Work to do: In the abstract on children's gender stereotypes about math and language, which group rated genders equally on the explicit measure?

Reading text:
Abstract

In a cross-sectional study of youth ages 8-15, we examined implicit and explicit gender stereotypes regarding math and language abilities. We investigated how implicit and explicit stereotypes differ across age and gender groups and whether they are consistent with cultural stereotypes. Participants (N = 270) completed the Affect Misattribution Procedure (AMP) and a survey of explicit beliefs. Across all ages, boys showed neither math nor language implicit gender biases, whereas girls implicitly favored girls in both domains. These findings are counter to cultural stereotypes, which favor boys in math. On the explicit measure, both boys' and girls' primary tendency was to favor girls in math and language ability, with the exception of elementary school boys, who rated genders equally. We conclude that objective gender differences in academic success guide differences in children's explicit reports and implicit biases.

Supplied material:

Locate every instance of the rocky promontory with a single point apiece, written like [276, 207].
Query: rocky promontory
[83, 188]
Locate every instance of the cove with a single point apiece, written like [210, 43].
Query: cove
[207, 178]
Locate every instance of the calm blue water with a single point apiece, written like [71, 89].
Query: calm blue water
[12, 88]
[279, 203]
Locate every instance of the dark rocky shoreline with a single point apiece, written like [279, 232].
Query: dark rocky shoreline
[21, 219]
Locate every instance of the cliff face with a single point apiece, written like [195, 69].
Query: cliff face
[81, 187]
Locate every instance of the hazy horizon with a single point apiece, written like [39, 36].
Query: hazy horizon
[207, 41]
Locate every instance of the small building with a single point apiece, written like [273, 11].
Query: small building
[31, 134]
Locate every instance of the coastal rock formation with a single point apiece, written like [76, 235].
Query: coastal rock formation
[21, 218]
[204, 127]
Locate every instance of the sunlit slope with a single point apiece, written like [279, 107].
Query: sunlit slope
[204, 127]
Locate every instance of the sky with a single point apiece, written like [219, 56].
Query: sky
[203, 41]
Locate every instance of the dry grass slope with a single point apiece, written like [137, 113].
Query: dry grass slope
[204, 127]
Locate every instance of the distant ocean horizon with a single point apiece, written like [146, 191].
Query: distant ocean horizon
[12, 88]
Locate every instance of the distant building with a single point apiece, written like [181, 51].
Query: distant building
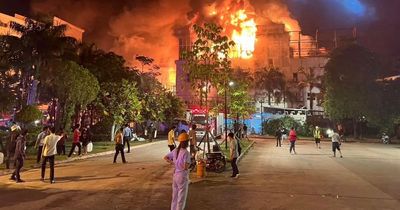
[275, 48]
[5, 26]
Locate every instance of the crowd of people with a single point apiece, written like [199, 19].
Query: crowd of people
[336, 136]
[48, 144]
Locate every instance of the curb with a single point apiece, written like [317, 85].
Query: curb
[3, 173]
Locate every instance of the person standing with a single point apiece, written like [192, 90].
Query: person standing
[39, 142]
[171, 138]
[11, 143]
[317, 137]
[278, 135]
[233, 154]
[76, 141]
[127, 132]
[19, 156]
[49, 152]
[245, 131]
[119, 145]
[336, 144]
[193, 140]
[180, 158]
[292, 139]
[61, 143]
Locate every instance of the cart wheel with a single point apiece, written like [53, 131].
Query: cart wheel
[192, 167]
[220, 166]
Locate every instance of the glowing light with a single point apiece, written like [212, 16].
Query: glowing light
[244, 35]
[353, 6]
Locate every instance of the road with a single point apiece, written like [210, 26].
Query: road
[366, 178]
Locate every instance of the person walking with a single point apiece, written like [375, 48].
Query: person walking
[193, 140]
[119, 145]
[171, 139]
[49, 152]
[292, 139]
[39, 143]
[19, 156]
[61, 142]
[336, 144]
[233, 154]
[85, 139]
[127, 132]
[11, 144]
[245, 132]
[278, 135]
[317, 137]
[180, 158]
[76, 141]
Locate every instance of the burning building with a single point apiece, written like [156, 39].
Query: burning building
[265, 37]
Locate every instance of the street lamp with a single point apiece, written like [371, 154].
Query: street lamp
[261, 112]
[231, 83]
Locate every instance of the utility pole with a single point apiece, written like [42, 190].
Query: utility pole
[226, 116]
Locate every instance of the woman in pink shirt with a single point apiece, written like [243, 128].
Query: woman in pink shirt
[292, 139]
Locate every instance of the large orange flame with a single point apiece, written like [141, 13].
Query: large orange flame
[244, 35]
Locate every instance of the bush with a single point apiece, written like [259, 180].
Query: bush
[101, 130]
[272, 125]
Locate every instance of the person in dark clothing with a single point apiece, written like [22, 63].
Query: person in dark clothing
[19, 156]
[61, 143]
[39, 143]
[245, 131]
[233, 154]
[10, 145]
[278, 135]
[119, 145]
[127, 133]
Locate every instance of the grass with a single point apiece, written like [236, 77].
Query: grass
[98, 147]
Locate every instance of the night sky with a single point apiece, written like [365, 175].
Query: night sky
[377, 21]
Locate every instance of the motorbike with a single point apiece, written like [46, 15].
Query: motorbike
[385, 139]
[215, 161]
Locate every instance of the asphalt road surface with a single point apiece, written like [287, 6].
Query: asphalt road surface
[368, 177]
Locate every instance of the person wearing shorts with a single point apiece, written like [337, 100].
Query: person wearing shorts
[336, 144]
[317, 137]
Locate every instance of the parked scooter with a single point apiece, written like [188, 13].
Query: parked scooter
[385, 138]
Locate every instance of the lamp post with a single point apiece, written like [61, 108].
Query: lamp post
[225, 112]
[261, 112]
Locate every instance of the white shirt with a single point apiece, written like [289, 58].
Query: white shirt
[50, 145]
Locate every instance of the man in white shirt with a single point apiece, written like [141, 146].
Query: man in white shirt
[39, 142]
[49, 152]
[336, 143]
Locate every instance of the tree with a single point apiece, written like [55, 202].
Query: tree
[268, 82]
[310, 80]
[28, 114]
[207, 62]
[175, 110]
[73, 86]
[241, 104]
[351, 88]
[121, 102]
[33, 54]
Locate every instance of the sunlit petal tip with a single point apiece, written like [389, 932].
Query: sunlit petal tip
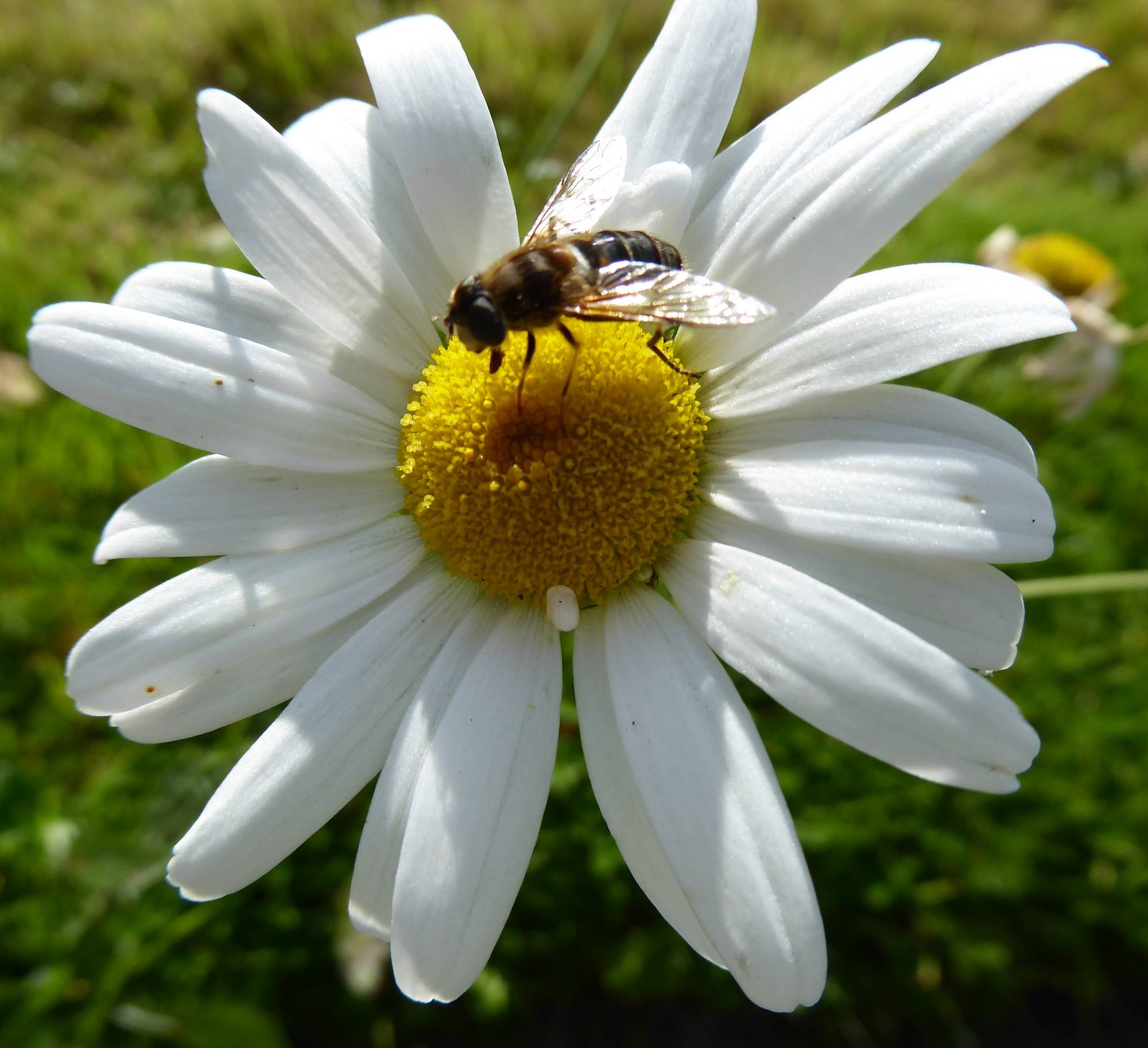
[366, 924]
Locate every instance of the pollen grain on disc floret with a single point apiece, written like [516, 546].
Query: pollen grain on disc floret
[581, 491]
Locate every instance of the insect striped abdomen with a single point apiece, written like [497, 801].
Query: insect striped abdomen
[612, 246]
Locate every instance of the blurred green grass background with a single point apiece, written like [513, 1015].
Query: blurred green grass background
[952, 918]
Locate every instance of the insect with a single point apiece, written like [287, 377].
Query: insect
[564, 270]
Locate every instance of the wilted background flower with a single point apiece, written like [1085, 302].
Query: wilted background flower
[956, 909]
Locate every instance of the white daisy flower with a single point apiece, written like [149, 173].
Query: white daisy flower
[828, 535]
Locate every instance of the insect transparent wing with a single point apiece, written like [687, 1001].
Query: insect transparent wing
[638, 291]
[584, 195]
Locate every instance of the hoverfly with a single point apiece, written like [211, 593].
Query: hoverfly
[563, 269]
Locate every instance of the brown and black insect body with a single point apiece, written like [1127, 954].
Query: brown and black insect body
[564, 270]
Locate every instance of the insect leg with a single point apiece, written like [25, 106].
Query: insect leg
[531, 346]
[570, 338]
[654, 345]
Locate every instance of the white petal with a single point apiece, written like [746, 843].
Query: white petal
[443, 136]
[885, 324]
[824, 222]
[678, 106]
[377, 862]
[266, 679]
[308, 241]
[910, 499]
[251, 308]
[617, 793]
[329, 743]
[218, 505]
[210, 390]
[477, 809]
[849, 670]
[214, 616]
[971, 610]
[713, 801]
[794, 136]
[893, 414]
[346, 142]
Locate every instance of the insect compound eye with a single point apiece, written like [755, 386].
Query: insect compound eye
[485, 322]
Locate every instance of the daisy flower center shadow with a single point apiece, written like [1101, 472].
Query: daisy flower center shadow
[583, 493]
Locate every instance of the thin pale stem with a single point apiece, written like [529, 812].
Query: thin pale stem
[1071, 585]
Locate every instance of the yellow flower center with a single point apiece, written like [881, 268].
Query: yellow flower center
[579, 491]
[1069, 265]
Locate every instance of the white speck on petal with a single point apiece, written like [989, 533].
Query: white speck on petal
[562, 608]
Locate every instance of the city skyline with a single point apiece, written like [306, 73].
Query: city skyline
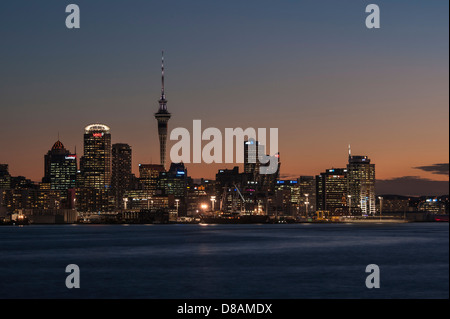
[298, 77]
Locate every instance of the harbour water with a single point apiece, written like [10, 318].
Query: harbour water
[293, 261]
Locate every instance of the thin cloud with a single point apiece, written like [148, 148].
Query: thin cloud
[412, 186]
[440, 169]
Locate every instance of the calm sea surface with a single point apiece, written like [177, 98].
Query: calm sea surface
[225, 261]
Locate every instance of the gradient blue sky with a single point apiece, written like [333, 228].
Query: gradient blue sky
[310, 68]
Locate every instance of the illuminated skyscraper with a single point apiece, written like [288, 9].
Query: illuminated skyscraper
[60, 168]
[95, 164]
[121, 178]
[251, 160]
[331, 191]
[162, 116]
[361, 184]
[5, 177]
[149, 176]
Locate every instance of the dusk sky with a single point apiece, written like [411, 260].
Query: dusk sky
[309, 68]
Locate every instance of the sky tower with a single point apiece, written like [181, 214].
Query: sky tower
[162, 116]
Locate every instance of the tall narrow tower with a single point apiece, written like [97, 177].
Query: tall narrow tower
[162, 116]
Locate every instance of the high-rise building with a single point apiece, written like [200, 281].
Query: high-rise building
[174, 181]
[94, 192]
[121, 179]
[331, 191]
[307, 194]
[5, 177]
[162, 116]
[95, 164]
[361, 184]
[60, 168]
[149, 176]
[251, 159]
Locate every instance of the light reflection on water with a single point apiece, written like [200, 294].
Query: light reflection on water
[225, 261]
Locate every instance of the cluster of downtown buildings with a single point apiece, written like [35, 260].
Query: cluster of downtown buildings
[101, 187]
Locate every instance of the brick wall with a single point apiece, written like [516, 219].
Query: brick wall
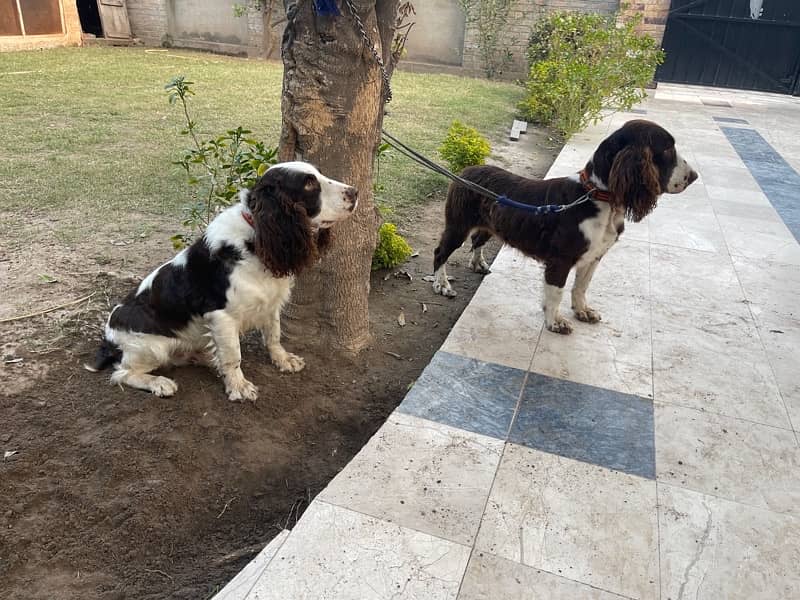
[655, 16]
[522, 15]
[71, 37]
[149, 20]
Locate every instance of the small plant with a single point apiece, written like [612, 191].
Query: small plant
[581, 64]
[490, 17]
[463, 147]
[392, 249]
[216, 168]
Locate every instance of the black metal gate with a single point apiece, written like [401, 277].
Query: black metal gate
[743, 44]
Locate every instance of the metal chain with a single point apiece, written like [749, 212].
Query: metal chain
[368, 43]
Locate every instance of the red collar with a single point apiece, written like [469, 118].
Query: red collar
[595, 192]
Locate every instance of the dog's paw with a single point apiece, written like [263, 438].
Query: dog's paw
[243, 390]
[561, 326]
[444, 290]
[588, 315]
[480, 266]
[289, 363]
[163, 387]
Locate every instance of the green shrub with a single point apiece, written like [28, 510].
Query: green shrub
[581, 64]
[216, 168]
[463, 147]
[391, 250]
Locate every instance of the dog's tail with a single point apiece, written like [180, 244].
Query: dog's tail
[107, 354]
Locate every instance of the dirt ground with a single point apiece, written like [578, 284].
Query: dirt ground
[113, 493]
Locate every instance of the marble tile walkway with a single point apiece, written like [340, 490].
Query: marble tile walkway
[653, 455]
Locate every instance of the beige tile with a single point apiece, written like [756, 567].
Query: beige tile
[492, 578]
[421, 475]
[703, 280]
[713, 549]
[733, 459]
[337, 554]
[505, 302]
[714, 362]
[575, 520]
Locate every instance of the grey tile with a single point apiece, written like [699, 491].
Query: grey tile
[776, 177]
[730, 120]
[587, 423]
[466, 393]
[712, 102]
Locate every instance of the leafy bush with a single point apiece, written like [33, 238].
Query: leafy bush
[581, 64]
[216, 168]
[391, 250]
[463, 147]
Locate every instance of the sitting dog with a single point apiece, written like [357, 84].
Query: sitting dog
[624, 178]
[235, 278]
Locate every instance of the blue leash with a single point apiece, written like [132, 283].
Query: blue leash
[499, 198]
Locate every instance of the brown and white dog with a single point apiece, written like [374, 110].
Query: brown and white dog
[235, 278]
[626, 175]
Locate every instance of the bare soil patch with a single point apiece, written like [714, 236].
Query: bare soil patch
[114, 493]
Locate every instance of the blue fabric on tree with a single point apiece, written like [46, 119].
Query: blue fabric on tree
[327, 8]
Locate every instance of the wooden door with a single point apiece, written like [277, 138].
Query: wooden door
[114, 17]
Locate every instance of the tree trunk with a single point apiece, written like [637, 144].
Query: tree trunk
[332, 114]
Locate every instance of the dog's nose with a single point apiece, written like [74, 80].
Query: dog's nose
[351, 194]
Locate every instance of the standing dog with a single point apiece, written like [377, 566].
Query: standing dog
[235, 278]
[626, 175]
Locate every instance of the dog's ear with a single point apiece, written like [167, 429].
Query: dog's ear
[634, 181]
[323, 241]
[284, 240]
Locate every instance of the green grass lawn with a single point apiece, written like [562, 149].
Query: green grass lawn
[90, 128]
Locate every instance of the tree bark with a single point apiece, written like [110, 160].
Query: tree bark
[332, 114]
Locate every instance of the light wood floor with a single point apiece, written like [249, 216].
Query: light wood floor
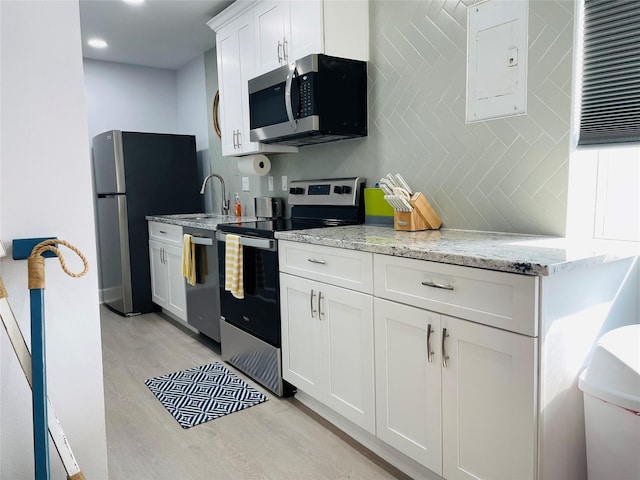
[277, 440]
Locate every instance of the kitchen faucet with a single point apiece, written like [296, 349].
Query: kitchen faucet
[225, 202]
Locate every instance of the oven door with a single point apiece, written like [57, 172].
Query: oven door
[258, 313]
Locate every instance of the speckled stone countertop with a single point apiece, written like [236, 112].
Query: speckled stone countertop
[206, 221]
[526, 254]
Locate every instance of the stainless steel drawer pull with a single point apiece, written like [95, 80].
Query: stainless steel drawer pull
[320, 314]
[429, 352]
[445, 357]
[201, 240]
[438, 285]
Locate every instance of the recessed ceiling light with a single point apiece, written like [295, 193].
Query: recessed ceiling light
[97, 43]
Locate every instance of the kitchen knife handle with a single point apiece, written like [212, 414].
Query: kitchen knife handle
[429, 352]
[437, 285]
[312, 310]
[445, 357]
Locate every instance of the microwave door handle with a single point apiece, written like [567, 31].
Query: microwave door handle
[287, 95]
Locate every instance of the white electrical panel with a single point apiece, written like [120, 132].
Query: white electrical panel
[497, 35]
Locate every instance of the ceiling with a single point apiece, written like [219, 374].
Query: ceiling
[157, 33]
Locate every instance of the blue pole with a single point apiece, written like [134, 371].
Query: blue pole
[39, 381]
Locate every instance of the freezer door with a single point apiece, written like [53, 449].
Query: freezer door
[113, 248]
[108, 162]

Result of this task: Elementary school boys